TASK DESCRIPTION:
Give the stretch of the records from the line containing "Where can you see the outboard" through the end of the records as a JSON list of strings, one string per line, with blank lines left out.

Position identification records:
## START
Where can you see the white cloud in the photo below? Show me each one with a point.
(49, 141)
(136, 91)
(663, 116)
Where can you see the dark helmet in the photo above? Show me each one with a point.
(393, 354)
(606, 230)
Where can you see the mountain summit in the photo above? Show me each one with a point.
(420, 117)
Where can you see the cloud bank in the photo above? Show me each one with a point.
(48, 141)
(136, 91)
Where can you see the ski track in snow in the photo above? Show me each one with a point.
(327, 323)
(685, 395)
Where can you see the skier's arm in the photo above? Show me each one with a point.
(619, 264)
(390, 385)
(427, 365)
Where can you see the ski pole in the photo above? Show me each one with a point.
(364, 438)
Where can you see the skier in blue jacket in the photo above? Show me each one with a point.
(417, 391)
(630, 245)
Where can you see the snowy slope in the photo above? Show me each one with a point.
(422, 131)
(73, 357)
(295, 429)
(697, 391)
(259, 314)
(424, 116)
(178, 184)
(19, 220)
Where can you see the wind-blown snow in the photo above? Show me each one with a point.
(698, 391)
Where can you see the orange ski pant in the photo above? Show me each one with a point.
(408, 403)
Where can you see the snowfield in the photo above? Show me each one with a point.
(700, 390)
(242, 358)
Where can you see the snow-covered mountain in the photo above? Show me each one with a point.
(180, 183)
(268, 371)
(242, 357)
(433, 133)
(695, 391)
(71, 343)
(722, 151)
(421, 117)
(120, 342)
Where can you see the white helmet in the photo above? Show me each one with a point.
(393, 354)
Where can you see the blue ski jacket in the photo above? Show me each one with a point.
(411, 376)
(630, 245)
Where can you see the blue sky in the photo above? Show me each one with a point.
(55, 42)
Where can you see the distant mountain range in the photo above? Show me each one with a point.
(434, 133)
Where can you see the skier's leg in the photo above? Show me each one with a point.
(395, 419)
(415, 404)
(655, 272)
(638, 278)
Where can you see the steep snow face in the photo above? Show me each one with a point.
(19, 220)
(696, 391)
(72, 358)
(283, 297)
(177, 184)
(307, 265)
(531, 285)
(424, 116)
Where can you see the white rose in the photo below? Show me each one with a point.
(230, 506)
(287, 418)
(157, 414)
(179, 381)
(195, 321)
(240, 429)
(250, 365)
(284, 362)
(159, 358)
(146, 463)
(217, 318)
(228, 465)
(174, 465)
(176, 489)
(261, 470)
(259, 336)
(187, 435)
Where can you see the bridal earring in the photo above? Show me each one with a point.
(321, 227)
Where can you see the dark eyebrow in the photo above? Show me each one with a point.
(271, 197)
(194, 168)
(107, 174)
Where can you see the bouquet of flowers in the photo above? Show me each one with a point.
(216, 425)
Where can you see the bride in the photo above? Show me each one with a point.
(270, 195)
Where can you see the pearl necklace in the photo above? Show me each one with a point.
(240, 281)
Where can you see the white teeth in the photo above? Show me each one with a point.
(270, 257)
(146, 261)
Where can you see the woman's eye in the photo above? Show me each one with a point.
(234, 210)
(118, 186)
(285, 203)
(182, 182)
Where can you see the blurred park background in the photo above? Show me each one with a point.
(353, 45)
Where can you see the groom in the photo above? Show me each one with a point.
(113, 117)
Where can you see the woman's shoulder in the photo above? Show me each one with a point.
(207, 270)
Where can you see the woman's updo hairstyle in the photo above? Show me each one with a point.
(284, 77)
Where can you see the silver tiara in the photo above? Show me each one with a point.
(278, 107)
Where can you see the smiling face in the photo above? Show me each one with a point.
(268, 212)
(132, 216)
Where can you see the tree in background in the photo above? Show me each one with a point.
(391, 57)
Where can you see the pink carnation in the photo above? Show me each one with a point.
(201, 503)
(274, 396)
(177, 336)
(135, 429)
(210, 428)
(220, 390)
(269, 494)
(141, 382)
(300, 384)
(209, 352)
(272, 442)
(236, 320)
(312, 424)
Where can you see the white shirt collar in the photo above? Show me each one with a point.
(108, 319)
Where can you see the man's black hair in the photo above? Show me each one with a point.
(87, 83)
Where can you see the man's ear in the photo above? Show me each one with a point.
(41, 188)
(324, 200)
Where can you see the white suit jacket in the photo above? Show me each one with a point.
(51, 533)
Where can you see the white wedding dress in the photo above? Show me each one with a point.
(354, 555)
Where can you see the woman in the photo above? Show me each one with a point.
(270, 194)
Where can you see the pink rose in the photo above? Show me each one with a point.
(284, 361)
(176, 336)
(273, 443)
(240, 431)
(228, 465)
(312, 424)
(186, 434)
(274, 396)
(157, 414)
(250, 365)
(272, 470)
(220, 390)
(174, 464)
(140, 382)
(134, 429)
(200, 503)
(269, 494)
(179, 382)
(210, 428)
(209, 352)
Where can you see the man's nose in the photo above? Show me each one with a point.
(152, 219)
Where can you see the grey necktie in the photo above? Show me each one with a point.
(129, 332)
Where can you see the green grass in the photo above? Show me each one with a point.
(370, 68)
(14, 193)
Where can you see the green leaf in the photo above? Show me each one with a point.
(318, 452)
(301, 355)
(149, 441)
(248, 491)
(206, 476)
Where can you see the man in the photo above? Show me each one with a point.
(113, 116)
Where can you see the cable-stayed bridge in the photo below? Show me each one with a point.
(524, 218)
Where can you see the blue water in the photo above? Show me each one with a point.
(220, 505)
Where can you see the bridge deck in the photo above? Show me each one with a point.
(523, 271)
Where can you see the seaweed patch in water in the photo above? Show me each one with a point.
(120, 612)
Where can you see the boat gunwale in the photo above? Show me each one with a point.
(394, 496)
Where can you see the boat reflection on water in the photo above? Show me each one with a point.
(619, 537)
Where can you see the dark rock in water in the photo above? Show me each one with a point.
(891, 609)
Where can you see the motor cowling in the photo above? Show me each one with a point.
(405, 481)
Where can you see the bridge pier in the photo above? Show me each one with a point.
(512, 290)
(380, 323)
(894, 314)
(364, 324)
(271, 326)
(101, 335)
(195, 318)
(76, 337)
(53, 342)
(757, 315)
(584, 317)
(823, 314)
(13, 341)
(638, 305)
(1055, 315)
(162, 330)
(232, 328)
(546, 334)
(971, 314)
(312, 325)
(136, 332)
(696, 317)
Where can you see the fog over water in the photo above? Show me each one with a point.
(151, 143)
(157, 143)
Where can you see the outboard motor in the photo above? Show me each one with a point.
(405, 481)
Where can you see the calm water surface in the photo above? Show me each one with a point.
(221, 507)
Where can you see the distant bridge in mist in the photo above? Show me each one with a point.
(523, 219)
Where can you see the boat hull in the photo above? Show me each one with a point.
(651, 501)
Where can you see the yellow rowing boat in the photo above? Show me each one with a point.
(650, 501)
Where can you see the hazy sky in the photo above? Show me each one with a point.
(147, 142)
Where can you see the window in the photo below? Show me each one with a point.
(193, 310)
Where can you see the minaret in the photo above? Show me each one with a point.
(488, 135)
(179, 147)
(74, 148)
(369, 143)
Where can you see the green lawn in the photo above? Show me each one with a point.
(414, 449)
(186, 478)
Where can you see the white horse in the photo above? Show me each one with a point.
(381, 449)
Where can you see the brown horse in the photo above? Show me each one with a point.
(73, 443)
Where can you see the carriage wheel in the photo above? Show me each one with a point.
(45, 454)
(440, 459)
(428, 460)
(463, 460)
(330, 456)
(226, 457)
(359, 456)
## END
SOLUTION FOR THIS EXERCISE:
[
  "Where can you see the outboard motor in the photo above? Show me each one with a point.",
  "(405, 481)",
  "Where can you see the calm water surface in the photo above? Show me each one with a point.",
  "(221, 507)",
  "Where can you see the distant bridge in mist in the photo above? Show me each one with a point.",
  "(523, 219)",
  "Where can you see the boat hull in the photo above? Show me each one with a point.",
  "(651, 501)",
  "Where can you see the yellow rowing boat in the photo above? Show me each one with a point.",
  "(650, 501)",
  "Where can you see the hazy sky in the photo above? Show me each one with a point.",
  "(147, 142)",
  "Where can you see the window in the photo below? Show me each one with a point.",
  "(193, 310)",
  "Where can you see the minaret in the photo above? Show me each one with a point.",
  "(488, 135)",
  "(179, 147)",
  "(74, 148)",
  "(369, 143)",
  "Where can you see the green lawn in the photo above? Show me each one with a point.",
  "(414, 449)",
  "(186, 478)",
  "Where can you see the white horse in the photo above? Show me each one with a point.",
  "(381, 449)",
  "Where can you see the brown horse in the photo above? Show me each one with a point.",
  "(73, 443)",
  "Where can you see the carriage wheel in the photo above? Show me each one with a point.",
  "(45, 454)",
  "(440, 459)",
  "(428, 460)",
  "(463, 460)",
  "(330, 456)",
  "(226, 457)",
  "(359, 456)"
]